** Supplied material follows **

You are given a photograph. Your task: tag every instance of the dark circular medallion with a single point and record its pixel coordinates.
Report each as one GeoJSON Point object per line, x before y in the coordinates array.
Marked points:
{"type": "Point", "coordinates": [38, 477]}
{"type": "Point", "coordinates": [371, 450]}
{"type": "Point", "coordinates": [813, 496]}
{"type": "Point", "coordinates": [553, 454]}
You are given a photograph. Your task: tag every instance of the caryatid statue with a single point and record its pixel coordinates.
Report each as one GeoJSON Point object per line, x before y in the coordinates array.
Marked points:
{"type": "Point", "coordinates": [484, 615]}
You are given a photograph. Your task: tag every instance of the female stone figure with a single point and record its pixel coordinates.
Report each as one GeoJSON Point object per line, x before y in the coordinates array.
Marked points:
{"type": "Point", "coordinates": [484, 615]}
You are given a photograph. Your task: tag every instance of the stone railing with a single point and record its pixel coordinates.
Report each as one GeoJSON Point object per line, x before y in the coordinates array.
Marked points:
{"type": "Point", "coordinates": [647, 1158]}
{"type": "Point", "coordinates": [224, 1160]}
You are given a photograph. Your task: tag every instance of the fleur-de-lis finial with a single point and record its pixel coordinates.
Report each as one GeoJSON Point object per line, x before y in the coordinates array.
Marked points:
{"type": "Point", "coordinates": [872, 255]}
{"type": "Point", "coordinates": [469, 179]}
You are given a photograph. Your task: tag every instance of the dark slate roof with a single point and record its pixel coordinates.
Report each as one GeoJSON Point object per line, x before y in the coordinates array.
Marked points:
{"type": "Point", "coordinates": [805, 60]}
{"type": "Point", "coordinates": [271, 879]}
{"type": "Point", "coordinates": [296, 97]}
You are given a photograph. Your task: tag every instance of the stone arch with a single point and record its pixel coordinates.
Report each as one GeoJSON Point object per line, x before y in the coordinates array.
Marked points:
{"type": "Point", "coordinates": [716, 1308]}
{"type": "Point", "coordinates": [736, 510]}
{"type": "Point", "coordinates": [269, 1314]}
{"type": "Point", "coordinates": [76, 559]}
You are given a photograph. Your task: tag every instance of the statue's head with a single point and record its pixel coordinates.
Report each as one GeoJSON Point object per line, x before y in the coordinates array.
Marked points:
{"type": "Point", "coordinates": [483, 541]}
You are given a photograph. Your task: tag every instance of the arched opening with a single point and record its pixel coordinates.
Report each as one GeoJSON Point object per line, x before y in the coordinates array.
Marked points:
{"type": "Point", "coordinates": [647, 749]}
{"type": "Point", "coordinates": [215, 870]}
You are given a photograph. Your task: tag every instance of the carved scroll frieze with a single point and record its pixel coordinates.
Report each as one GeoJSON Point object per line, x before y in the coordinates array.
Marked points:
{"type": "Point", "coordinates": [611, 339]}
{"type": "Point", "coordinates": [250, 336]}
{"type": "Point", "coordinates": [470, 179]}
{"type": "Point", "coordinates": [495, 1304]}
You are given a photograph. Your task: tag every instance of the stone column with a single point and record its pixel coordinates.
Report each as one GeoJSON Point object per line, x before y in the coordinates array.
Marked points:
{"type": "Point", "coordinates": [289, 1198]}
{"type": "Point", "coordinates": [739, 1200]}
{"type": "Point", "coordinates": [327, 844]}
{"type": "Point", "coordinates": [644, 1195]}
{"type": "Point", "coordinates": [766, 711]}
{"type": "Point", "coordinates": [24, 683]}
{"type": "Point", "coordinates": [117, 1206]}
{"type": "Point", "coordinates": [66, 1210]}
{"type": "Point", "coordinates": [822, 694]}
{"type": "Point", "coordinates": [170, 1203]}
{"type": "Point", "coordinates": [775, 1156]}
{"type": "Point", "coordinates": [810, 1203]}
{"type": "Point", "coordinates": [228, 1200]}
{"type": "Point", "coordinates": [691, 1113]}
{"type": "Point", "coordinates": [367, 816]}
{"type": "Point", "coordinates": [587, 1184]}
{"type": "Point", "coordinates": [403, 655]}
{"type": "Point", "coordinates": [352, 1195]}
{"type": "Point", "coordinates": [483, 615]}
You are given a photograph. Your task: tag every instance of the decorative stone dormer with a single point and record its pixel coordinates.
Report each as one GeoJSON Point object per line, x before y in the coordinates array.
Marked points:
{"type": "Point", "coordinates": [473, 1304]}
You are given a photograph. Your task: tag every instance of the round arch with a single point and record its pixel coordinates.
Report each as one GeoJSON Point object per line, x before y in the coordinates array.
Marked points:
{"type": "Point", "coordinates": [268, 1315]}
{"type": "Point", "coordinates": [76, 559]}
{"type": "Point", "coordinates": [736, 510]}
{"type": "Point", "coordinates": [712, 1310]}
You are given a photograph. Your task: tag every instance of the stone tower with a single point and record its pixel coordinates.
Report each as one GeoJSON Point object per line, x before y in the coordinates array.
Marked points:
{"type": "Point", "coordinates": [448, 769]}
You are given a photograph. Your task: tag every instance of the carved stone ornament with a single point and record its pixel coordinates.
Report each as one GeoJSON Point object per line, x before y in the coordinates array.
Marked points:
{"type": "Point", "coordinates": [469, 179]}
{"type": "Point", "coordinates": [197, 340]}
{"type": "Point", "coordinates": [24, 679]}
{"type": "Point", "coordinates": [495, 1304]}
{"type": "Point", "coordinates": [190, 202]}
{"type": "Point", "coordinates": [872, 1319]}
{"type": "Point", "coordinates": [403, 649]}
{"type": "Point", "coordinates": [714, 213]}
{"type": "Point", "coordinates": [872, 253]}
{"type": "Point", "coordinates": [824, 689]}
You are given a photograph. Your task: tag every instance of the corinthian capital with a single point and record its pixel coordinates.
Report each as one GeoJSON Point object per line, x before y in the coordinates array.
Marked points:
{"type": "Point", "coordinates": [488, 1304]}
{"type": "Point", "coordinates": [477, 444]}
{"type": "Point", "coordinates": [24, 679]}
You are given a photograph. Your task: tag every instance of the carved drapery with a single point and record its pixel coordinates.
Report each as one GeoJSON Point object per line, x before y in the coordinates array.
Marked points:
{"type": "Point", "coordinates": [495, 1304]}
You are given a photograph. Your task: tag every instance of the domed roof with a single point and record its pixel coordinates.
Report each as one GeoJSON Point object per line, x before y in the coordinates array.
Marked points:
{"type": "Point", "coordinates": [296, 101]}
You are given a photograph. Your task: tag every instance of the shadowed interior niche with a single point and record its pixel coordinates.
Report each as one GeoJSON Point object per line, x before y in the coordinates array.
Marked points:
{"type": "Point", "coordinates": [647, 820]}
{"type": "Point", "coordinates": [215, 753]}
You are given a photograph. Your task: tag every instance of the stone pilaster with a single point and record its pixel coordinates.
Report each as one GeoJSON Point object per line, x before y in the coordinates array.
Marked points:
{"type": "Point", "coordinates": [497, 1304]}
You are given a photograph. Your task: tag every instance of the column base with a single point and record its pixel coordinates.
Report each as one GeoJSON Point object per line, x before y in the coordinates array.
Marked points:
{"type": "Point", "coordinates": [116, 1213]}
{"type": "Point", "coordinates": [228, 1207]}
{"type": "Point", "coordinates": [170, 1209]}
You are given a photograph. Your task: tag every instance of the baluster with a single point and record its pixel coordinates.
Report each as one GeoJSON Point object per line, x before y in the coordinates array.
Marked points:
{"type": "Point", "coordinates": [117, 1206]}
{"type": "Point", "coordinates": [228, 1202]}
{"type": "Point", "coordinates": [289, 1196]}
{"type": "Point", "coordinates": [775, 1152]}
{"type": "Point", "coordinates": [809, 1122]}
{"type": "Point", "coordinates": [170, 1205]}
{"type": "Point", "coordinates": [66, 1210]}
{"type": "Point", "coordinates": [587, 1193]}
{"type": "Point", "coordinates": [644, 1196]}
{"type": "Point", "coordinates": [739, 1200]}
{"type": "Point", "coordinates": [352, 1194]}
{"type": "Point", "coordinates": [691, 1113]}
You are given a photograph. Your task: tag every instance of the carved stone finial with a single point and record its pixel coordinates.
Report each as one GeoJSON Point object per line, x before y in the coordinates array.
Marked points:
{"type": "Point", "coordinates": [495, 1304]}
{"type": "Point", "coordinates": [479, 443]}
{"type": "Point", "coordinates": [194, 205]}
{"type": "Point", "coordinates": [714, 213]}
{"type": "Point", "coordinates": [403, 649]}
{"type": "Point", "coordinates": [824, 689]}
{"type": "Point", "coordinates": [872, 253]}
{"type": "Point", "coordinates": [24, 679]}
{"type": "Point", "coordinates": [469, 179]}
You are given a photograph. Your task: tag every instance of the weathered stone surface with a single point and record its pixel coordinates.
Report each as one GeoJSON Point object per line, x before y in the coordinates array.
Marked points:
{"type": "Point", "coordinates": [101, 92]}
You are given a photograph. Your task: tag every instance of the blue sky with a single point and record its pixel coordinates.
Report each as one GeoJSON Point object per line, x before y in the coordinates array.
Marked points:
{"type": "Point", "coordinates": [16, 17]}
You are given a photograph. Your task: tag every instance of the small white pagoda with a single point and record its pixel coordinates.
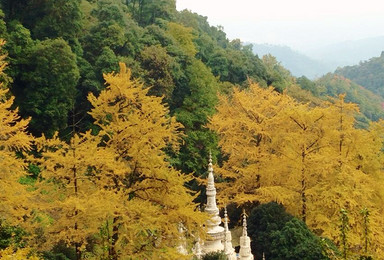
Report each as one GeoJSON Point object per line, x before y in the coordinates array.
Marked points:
{"type": "Point", "coordinates": [215, 232]}
{"type": "Point", "coordinates": [220, 238]}
{"type": "Point", "coordinates": [245, 243]}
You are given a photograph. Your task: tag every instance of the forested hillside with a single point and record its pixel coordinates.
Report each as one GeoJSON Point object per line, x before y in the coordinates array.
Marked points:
{"type": "Point", "coordinates": [369, 74]}
{"type": "Point", "coordinates": [58, 51]}
{"type": "Point", "coordinates": [109, 110]}
{"type": "Point", "coordinates": [298, 63]}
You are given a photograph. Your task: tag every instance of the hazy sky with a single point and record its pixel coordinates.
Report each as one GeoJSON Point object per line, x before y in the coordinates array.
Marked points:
{"type": "Point", "coordinates": [301, 24]}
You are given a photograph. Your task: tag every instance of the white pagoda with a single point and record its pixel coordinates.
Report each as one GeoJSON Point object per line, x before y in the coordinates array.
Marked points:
{"type": "Point", "coordinates": [215, 232]}
{"type": "Point", "coordinates": [219, 238]}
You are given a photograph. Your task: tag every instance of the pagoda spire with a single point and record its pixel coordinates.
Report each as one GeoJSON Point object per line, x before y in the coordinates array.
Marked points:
{"type": "Point", "coordinates": [215, 233]}
{"type": "Point", "coordinates": [228, 248]}
{"type": "Point", "coordinates": [245, 242]}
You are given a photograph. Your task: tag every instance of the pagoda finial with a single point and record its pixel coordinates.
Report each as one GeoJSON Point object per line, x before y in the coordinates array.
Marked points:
{"type": "Point", "coordinates": [214, 231]}
{"type": "Point", "coordinates": [225, 229]}
{"type": "Point", "coordinates": [225, 219]}
{"type": "Point", "coordinates": [245, 242]}
{"type": "Point", "coordinates": [244, 224]}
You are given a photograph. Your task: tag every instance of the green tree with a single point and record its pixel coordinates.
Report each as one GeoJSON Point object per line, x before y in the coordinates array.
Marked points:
{"type": "Point", "coordinates": [158, 65]}
{"type": "Point", "coordinates": [198, 104]}
{"type": "Point", "coordinates": [295, 242]}
{"type": "Point", "coordinates": [47, 86]}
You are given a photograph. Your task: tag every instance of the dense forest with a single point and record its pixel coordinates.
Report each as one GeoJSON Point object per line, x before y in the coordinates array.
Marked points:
{"type": "Point", "coordinates": [109, 110]}
{"type": "Point", "coordinates": [369, 74]}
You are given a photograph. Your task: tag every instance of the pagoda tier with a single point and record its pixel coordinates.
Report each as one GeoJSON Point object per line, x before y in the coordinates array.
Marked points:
{"type": "Point", "coordinates": [215, 233]}
{"type": "Point", "coordinates": [245, 243]}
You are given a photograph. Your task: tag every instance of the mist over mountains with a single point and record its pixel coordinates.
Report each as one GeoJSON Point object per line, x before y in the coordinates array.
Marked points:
{"type": "Point", "coordinates": [314, 63]}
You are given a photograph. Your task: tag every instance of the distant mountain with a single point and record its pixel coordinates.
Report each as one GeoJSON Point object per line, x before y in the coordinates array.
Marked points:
{"type": "Point", "coordinates": [297, 63]}
{"type": "Point", "coordinates": [369, 74]}
{"type": "Point", "coordinates": [370, 104]}
{"type": "Point", "coordinates": [348, 52]}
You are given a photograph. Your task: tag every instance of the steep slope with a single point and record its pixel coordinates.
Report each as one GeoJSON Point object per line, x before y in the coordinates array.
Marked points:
{"type": "Point", "coordinates": [369, 74]}
{"type": "Point", "coordinates": [348, 52]}
{"type": "Point", "coordinates": [296, 62]}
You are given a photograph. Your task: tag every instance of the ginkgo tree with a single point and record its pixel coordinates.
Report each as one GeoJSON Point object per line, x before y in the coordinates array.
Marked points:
{"type": "Point", "coordinates": [72, 202]}
{"type": "Point", "coordinates": [311, 159]}
{"type": "Point", "coordinates": [14, 206]}
{"type": "Point", "coordinates": [153, 199]}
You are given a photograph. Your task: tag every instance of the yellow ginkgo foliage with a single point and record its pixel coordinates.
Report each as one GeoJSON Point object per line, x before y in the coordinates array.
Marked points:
{"type": "Point", "coordinates": [311, 159]}
{"type": "Point", "coordinates": [154, 201]}
{"type": "Point", "coordinates": [13, 138]}
{"type": "Point", "coordinates": [20, 254]}
{"type": "Point", "coordinates": [73, 200]}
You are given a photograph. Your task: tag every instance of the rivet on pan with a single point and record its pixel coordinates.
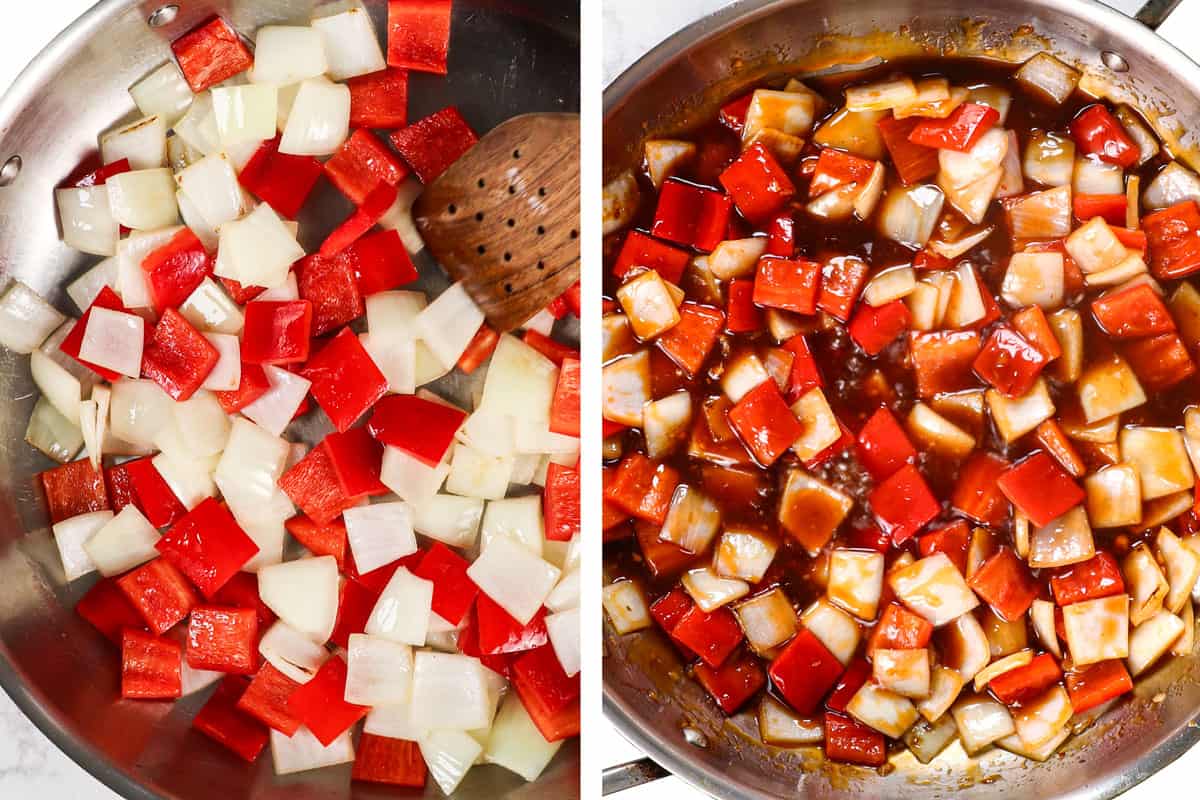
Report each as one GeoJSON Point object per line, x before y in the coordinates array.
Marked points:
{"type": "Point", "coordinates": [10, 170]}
{"type": "Point", "coordinates": [1114, 60]}
{"type": "Point", "coordinates": [163, 16]}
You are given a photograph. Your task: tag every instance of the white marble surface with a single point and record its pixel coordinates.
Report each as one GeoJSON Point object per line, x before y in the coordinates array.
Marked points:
{"type": "Point", "coordinates": [629, 32]}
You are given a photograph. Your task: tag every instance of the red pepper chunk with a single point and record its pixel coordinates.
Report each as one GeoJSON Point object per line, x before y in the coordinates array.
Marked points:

** End of Supplied material **

What you are asked to do:
Show every line above where "surface" is found.

Solution:
You are given a photograph. Your task: tag every instance of the weathered stone surface with a single point and record its pixel coordinates.
You are given a photograph. Your task: tag every instance of the white marble surface with a single point and record its pixel coordinates.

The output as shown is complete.